* **What needs to be done**: Copy the records from the very first line through the line containing "151), (203, 150)]", changing every "cloudy sky" to "overcast sky" and leaving everything else the same.

* **Records**:
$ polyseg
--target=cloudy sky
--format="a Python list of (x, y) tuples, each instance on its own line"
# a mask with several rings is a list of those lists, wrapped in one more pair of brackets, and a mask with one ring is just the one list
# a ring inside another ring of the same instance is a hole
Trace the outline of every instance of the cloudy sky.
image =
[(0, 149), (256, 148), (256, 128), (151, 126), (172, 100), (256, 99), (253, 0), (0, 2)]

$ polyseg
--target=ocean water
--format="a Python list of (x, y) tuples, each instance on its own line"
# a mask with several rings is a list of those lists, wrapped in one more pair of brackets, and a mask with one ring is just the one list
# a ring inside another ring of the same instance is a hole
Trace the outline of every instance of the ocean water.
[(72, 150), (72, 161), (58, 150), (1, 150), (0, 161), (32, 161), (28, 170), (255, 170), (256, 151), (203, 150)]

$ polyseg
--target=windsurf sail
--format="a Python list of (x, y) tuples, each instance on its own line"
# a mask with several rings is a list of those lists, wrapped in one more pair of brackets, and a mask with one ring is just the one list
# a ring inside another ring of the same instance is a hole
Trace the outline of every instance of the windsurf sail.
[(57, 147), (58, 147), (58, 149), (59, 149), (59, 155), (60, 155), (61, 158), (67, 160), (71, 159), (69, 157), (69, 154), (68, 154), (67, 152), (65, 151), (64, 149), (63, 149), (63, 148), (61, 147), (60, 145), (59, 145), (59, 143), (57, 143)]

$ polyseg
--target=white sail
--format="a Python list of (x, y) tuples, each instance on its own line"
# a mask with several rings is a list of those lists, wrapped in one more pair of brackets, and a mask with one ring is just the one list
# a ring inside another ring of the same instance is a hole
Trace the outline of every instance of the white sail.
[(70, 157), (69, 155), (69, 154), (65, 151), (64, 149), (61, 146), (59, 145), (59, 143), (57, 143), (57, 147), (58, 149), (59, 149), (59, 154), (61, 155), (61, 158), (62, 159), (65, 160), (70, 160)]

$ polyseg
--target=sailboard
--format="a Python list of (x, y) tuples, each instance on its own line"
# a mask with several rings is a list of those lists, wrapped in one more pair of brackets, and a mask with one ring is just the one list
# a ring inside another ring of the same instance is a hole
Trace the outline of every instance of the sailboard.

* **The answer**:
$ polyseg
--target=overcast sky
--format="a Python list of (x, y) tuples, each instance on its own line"
# a mask with several rings is a list of those lists, wrapped in one more pair of brackets, and a mask with one ring is just the one list
# a ring inside another ring of the same instance is a hole
Trace the outline of every instance of the overcast sky.
image =
[(0, 149), (256, 148), (256, 128), (151, 126), (172, 100), (256, 99), (253, 0), (0, 2)]

$ polyseg
--target=ocean water
--format="a Python list of (x, y) tuples, each instance on its own line"
# a mask with several rings is a list of those lists, wrapped in one more pair of brackets, and a mask with one ring is just the one list
# a ring inside another ring of the same instance is a hole
Trace the outline of every instance of the ocean water.
[(72, 150), (72, 161), (58, 150), (1, 150), (0, 161), (32, 161), (28, 170), (255, 170), (256, 151), (203, 150)]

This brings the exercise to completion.